#### Directions
As you work through the listing below, copy each line exactly and drop the images.

#### Source data

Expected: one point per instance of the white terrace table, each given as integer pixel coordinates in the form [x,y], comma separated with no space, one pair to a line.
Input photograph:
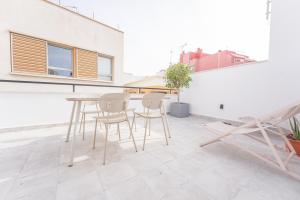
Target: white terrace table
[77,102]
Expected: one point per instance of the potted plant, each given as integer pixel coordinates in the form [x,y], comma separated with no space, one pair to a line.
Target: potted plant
[294,138]
[178,76]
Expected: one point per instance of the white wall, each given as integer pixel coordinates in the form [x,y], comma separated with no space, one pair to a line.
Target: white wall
[31,104]
[53,23]
[254,89]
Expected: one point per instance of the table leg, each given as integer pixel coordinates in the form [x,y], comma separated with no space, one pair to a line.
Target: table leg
[167,123]
[74,132]
[71,121]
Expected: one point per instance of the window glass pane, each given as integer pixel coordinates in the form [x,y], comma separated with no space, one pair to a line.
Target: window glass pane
[59,72]
[59,57]
[104,67]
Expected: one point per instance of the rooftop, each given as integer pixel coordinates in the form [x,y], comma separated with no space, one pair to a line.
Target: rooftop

#### Solution for this exercise
Expected: one point per instance of the white terrace table, each given as integer pixel coordinates in the form [x,y], comma separated with no space, one pair to a line.
Input photograph:
Target: white terrace table
[77,102]
Expected: one point per instance of the potted plant, each given as integer pixel coordinates in the form [x,y], comma separated with no space, one pair to a line.
Target: potted plant
[294,138]
[178,76]
Expected: one point per instance of the white wall, each given as integer pixel coordinates in the form [x,y], comma separated with no space, one pair to a line.
Target: white wall
[31,104]
[53,23]
[254,89]
Expected: one point per instance of the table leg, each given as integer pixel coordinates in the form [x,y], comma separated with no space, one pair to a line.
Target: table leg
[167,123]
[74,132]
[71,121]
Expected: one point per instance of the window glass pane, each given as integer pixel coordinates in the form [x,y], comma separated with no space, one pair to a line.
Target: window glass pane
[59,72]
[59,57]
[104,67]
Expected: one point per instance of the rooftop, each given as integer pixel coordinates in the form [x,y], comma separated with no space, one pair to a line.
Target: rooftop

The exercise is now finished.